[Referring expression data]
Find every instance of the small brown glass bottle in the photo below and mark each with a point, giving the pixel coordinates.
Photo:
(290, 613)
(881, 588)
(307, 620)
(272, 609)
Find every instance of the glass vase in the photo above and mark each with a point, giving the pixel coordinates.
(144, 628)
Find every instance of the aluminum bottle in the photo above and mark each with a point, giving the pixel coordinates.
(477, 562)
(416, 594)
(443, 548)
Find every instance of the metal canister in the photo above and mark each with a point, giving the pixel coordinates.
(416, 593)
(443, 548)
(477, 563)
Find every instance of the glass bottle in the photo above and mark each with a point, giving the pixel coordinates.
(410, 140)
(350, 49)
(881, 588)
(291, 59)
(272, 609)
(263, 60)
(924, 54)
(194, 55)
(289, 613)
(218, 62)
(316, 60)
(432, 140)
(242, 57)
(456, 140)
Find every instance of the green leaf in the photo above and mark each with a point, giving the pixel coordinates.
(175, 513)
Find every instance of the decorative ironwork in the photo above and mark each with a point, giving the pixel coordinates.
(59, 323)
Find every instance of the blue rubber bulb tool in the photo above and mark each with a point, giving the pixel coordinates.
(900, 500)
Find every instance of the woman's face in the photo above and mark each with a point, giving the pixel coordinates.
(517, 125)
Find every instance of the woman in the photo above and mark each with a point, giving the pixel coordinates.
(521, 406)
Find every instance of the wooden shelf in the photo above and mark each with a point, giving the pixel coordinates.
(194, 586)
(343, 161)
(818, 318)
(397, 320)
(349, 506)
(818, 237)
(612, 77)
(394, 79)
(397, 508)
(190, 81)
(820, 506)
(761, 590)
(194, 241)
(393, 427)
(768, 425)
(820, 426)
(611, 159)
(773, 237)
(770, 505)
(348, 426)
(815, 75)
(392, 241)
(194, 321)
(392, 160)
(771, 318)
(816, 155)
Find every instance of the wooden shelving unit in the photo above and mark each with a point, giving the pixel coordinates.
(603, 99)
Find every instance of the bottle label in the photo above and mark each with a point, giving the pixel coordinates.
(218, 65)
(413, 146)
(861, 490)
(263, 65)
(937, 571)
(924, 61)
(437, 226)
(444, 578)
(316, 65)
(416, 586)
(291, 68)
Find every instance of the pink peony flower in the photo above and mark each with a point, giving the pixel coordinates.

EXERCISE>
Would you please write out all the entries exactly?

TASK SOLUTION>
Find every instance of the small brown glass bottle in the photo below and mark each with a point, giving the pixel coordinates.
Photo:
(290, 613)
(881, 588)
(307, 620)
(272, 609)
Find every instance of the glass vase in the photo above and mark each with a point, giving the pixel coordinates.
(144, 628)
Find every instance of the aluminum bottle in the photo above and mark each with a point, giving the pixel coordinates.
(477, 562)
(416, 594)
(443, 548)
Find every instance of the metal canister in the photo above and mark each with a point, giving the pixel coordinates.
(416, 593)
(443, 548)
(477, 563)
Find every instance of the glass bottle in the photo above and mark each with a point, giving the pixel coordinates.
(410, 140)
(350, 49)
(881, 588)
(291, 59)
(272, 609)
(263, 60)
(924, 54)
(194, 55)
(289, 613)
(218, 62)
(316, 60)
(432, 140)
(242, 57)
(456, 140)
Find every instance of the green leaf in the photo above and mark each with a point, giving the pixel coordinates.
(175, 513)
Find every instance of the decorative ironwork in the photo above and mark each with a point, giving the pixel coordinates.
(59, 323)
Find every instance of the blue rubber bulb tool in the photo above and mark each with a point, giving the pixel coordinates.
(900, 500)
Find every instance of the woman's face in the photo above and mark each with a point, giving the pixel coordinates.
(517, 125)
Find every instance of the woman in the photo above and mark each with a point, giving the pixel coordinates.
(521, 406)
Find every instance of the wooden shelf in the photo above and mark each with a point, giving the pixel coordinates.
(194, 586)
(343, 161)
(818, 318)
(397, 320)
(349, 506)
(818, 237)
(612, 77)
(394, 79)
(397, 508)
(190, 81)
(820, 506)
(761, 590)
(194, 241)
(393, 427)
(768, 425)
(820, 426)
(611, 159)
(773, 237)
(770, 505)
(348, 426)
(815, 75)
(392, 241)
(194, 321)
(392, 160)
(771, 318)
(816, 155)
Find every instance of the wooden shelving unit in the photo above and mark each with a point, giving the pixel coordinates.
(603, 99)
Find every instance of the bottle label in the photo above and mark each with a point, giving the pixel coordinates.
(218, 65)
(413, 146)
(861, 490)
(263, 65)
(937, 571)
(924, 61)
(437, 226)
(444, 578)
(316, 65)
(416, 586)
(291, 68)
Find every instance of the pink peony flower in the photo above and mark each with a point, giving the pixel coordinates.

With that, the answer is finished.